| Prompt |
Which lines below include the string "tent"? Please show each one.

***** Data to process

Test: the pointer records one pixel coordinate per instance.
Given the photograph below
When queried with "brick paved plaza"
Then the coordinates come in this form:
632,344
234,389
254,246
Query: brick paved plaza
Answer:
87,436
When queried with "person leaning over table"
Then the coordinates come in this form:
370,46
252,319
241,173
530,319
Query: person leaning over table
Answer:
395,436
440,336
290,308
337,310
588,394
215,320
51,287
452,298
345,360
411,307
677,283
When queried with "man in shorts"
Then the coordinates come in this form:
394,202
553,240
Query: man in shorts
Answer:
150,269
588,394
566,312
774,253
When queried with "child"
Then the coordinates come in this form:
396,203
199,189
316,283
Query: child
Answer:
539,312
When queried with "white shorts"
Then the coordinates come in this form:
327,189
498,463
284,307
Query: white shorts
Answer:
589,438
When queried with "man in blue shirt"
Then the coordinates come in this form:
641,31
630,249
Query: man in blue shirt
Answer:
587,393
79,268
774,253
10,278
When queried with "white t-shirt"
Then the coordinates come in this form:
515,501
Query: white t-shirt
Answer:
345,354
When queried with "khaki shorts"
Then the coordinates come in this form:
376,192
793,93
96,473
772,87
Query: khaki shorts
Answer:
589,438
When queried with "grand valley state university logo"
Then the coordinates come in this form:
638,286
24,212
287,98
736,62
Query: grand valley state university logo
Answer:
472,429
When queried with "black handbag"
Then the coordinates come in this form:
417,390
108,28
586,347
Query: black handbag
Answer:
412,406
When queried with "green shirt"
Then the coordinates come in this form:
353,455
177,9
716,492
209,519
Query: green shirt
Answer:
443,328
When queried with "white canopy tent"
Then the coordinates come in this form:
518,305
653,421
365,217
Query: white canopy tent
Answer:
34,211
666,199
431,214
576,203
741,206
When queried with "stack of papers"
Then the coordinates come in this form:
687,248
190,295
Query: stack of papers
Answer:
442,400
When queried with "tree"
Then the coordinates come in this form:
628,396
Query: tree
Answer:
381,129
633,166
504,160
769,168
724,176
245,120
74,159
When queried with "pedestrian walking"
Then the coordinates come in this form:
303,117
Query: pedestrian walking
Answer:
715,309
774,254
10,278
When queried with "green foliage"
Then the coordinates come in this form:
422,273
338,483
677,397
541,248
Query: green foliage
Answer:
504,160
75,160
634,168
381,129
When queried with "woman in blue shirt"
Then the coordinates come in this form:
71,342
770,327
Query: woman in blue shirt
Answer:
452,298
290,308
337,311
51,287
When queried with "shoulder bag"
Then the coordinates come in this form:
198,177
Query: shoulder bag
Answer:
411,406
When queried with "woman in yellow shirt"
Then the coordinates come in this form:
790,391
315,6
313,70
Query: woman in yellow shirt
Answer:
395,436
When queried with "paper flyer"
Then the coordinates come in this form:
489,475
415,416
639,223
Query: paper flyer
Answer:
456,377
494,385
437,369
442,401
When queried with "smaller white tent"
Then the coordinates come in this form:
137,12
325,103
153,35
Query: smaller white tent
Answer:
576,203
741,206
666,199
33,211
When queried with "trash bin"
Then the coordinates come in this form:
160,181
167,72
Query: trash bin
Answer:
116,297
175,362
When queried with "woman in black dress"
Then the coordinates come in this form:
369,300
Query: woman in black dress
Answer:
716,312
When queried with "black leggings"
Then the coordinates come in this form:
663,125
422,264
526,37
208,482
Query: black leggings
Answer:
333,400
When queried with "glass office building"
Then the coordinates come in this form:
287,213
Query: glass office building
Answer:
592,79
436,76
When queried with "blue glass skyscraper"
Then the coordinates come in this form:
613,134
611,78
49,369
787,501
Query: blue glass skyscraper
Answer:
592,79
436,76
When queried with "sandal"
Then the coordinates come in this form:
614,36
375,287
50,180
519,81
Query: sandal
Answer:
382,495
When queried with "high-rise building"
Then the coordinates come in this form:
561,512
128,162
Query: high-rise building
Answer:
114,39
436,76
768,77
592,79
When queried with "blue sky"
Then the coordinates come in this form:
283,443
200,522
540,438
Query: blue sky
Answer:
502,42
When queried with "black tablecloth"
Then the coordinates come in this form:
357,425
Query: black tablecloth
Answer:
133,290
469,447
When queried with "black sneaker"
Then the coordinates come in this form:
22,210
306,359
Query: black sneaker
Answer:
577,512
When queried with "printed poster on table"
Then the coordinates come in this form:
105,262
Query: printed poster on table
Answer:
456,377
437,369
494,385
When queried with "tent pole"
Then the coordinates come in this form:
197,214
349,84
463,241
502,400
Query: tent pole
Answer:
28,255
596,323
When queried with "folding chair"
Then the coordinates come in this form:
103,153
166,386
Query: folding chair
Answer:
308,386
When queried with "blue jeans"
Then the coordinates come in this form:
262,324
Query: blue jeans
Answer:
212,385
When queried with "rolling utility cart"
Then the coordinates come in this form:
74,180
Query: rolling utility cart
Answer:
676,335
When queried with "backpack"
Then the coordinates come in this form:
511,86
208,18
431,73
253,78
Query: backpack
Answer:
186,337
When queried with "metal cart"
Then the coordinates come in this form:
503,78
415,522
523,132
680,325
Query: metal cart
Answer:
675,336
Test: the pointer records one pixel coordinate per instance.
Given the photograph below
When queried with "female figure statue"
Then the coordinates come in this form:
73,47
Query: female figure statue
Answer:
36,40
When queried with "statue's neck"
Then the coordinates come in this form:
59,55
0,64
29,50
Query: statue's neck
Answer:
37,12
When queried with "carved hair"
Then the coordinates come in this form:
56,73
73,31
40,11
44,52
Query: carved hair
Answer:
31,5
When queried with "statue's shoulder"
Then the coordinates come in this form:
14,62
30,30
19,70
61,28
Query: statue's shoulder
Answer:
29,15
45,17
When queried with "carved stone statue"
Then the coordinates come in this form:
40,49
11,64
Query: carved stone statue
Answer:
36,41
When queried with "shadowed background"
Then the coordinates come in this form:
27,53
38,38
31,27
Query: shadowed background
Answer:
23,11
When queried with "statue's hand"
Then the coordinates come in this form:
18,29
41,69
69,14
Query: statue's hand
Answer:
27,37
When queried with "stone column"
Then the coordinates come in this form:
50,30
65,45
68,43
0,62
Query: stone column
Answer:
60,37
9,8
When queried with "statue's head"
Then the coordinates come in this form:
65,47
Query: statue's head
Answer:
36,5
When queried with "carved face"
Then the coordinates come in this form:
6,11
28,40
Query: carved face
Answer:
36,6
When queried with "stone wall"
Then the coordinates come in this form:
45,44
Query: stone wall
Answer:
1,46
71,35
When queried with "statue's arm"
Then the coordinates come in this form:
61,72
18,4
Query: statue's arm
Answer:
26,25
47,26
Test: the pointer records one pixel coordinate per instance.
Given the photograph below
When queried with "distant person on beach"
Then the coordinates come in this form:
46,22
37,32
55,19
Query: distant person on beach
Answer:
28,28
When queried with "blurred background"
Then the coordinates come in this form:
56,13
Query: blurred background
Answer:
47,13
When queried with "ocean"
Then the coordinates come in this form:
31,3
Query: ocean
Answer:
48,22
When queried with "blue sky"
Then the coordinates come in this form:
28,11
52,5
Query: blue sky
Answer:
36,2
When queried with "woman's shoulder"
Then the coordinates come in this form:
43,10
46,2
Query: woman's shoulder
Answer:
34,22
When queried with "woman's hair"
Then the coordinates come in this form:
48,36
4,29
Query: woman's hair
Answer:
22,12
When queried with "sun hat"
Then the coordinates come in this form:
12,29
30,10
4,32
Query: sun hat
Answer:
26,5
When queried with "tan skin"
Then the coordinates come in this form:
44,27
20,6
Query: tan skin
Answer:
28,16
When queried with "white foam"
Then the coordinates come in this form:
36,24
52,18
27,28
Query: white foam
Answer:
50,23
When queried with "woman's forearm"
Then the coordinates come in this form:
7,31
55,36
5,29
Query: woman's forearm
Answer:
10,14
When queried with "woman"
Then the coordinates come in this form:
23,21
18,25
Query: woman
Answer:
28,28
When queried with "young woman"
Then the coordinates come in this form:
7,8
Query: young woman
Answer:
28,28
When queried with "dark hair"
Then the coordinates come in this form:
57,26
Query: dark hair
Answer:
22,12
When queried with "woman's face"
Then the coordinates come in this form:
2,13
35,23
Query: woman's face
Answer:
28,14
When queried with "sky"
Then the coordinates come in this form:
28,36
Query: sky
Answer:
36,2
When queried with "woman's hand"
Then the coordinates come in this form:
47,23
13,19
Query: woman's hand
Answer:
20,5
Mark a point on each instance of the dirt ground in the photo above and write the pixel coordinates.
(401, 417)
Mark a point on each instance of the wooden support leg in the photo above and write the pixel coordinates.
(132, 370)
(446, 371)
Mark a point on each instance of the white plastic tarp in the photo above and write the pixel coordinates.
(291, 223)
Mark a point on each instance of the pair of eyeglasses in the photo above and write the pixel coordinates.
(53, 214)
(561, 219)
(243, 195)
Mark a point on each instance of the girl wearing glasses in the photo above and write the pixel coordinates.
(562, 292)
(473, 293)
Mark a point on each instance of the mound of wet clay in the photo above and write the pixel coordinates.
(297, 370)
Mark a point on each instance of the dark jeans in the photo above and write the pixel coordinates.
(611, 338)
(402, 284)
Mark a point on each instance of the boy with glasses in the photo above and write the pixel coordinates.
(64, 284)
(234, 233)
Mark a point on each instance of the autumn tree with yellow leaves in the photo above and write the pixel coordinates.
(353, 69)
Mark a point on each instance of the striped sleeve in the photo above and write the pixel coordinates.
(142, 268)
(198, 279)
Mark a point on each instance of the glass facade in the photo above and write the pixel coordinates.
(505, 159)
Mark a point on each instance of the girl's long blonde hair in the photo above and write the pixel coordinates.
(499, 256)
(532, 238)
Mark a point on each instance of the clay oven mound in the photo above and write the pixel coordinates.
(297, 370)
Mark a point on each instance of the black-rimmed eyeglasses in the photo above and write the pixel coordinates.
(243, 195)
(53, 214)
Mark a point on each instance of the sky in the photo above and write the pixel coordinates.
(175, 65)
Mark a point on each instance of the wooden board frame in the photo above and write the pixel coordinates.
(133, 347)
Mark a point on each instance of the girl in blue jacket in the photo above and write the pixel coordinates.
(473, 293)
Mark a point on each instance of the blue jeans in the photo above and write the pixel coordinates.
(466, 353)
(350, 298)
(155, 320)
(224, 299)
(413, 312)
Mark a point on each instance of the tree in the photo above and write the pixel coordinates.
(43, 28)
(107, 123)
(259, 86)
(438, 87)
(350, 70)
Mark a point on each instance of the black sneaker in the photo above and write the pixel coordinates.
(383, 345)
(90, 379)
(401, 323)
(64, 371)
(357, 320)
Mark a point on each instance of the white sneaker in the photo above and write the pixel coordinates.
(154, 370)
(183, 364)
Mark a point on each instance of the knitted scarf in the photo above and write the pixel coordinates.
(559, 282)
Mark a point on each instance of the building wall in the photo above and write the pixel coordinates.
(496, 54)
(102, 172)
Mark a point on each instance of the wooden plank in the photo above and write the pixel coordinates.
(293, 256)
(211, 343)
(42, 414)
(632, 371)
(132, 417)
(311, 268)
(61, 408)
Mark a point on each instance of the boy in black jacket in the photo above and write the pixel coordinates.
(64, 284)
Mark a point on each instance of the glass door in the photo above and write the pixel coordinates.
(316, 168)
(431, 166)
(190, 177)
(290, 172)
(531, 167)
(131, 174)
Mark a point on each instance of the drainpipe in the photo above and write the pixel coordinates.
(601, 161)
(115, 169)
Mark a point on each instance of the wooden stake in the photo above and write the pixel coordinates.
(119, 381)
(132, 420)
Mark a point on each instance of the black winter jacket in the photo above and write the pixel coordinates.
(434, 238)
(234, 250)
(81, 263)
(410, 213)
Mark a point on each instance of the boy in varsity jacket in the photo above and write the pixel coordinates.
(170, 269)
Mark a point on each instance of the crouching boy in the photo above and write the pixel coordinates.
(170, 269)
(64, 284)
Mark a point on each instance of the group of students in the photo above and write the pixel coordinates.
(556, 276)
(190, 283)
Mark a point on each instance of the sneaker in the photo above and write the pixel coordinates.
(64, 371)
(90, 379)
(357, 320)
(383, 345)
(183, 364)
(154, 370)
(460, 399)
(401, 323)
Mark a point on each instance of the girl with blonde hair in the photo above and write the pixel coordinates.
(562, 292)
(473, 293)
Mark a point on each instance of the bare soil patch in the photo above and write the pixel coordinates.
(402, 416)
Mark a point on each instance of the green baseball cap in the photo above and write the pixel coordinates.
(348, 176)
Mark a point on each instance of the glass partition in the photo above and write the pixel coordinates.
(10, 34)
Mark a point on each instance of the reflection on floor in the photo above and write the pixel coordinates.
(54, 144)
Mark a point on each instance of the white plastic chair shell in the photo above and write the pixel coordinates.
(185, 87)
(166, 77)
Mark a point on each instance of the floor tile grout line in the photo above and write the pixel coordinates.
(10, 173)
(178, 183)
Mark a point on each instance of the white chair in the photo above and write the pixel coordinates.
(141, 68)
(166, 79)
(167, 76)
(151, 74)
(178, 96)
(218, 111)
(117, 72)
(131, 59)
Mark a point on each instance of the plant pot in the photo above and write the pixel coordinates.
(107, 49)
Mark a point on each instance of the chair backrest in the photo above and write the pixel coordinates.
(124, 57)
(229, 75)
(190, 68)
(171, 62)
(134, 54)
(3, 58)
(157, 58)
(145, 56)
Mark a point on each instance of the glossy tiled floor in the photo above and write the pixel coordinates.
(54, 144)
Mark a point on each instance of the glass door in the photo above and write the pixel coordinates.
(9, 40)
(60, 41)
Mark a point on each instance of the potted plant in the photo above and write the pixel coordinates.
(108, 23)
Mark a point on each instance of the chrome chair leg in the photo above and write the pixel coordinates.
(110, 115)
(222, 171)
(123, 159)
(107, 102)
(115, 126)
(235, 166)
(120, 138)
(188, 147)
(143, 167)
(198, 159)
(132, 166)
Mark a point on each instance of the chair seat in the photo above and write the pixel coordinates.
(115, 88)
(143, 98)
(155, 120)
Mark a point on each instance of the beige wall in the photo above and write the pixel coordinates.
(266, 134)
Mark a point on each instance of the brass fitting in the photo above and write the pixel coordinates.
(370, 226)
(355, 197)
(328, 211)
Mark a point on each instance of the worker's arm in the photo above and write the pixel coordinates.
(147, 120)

**********

| Result |
When queried with "white canopy tent"
Query: white canopy tent
When queried with "smaller white tent"
Query: smaller white tent
When queried with "tent pole"
Query: tent pole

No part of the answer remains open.